REQUIRED ACTION:
This exercise calls for every record to be set down exactly.

::: AVAILABLE RECORDS :::

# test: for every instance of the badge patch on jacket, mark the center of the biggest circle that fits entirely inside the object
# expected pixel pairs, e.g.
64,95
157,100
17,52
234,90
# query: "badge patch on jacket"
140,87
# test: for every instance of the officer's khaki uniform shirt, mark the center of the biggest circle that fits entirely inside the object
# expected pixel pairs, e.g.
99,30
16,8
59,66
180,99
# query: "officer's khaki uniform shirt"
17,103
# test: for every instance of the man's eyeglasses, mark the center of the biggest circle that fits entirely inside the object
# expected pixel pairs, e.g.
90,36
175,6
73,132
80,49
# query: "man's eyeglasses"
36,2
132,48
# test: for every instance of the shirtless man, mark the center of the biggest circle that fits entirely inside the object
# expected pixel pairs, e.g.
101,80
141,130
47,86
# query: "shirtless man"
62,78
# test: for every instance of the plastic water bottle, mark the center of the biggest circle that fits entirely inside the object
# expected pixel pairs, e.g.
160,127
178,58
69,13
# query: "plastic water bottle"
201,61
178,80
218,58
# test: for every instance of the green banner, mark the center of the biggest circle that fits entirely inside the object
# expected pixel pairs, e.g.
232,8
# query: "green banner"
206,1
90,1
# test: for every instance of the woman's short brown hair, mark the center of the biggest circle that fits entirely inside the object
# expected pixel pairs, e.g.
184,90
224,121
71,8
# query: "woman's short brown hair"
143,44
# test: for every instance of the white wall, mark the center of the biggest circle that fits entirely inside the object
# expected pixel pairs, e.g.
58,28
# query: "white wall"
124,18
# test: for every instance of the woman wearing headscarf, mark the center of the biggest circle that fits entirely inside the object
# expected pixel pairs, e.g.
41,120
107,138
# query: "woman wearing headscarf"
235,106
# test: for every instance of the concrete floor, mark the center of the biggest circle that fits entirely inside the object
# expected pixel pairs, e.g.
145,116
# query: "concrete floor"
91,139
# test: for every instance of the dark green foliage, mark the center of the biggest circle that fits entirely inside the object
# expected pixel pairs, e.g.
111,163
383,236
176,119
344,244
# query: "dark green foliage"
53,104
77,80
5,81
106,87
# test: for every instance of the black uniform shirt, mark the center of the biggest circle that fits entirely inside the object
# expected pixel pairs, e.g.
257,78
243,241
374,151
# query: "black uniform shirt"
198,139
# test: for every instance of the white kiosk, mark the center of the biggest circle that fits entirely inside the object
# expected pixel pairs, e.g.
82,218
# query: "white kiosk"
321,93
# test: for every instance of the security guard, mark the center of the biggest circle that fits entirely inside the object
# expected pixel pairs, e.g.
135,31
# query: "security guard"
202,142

:::

FINISHED TASK:
# test: for every instance of the badge patch on jacket, mark the center of the biggest circle that fits entirely inside the object
# expected pixel pairs, e.g.
64,95
157,100
17,52
234,90
# query: "badge patch on jacket"
140,87
# test: for every instance of the officer's khaki uniform shirt, mark the center of the biggest circle that fits entirely inside the object
# expected pixel pairs, e.g.
99,30
16,8
59,66
180,99
# query: "officer's khaki uniform shirt"
17,103
# test: for every instance of the man's eyeglasses, mark the center of the biggest circle that fits entirely inside the object
# expected pixel pairs, e.g.
90,36
175,6
73,132
80,49
# query: "man's eyeglasses"
36,2
132,48
# test: for every instance of the shirtless man, mark the center of the biggest circle that fits entirely inside the object
# expected pixel pairs, e.g.
101,80
141,130
47,86
# query: "shirtless man"
62,78
# test: for every instance of the plastic water bottle, mark the center of the biggest circle that fits entirely inside the object
# expected pixel pairs, e.g.
160,127
178,58
69,13
# query: "plastic water bottle"
201,61
178,80
218,58
# test: for every instance of the green banner, mark the center of the biggest circle that fits entirely inside the object
# expected pixel pairs, e.g.
232,8
# query: "green banner"
206,1
90,1
# test: for every instance of the woman's short brown hair, mark the center of the biggest circle that fits entirely inside the object
# expected pixel pairs, e.g.
184,90
224,121
71,8
# query: "woman's short brown hair"
143,44
# test: for every instance of the white wall, mark the center of the biggest circle that fits entirely inside the object
# expected pixel pairs, e.g.
58,28
# query: "white wall"
124,18
# test: for every instance of the woman wearing headscarf, mark the center of the biggest circle that fits entirely inside the object
# expected pixel pairs, e.g.
41,120
107,138
# query: "woman wearing headscarf"
235,106
# test: for every instance of the concrete floor, mark the center of the biggest circle that fits entirely inside the object
# expected pixel pairs, e.g.
145,116
# query: "concrete floor"
91,139
# test: for every instance of the dark green foliage, mark the center of the biggest circle that fits entirely inside the object
# expected pixel pairs, e.g.
111,163
383,236
176,119
344,244
# query: "dark green foliage"
53,104
77,80
5,81
106,87
# test: for every instance of the black uniform shirt, mark the center of the biggest circle that fits entirely inside the object
# expected pixel pairs, e.g.
257,78
243,241
374,151
# query: "black uniform shirt"
198,139
# test: for every instance of the white kiosk, mark the center of the biggest circle that fits entirely inside the object
# expected pixel pairs, e.g.
82,218
# query: "white kiosk"
321,93
# test: for every instance of the security guard, mark the center of the biggest circle that fits entirely inside the object
# expected pixel pairs, e.g.
135,31
# query: "security guard"
202,142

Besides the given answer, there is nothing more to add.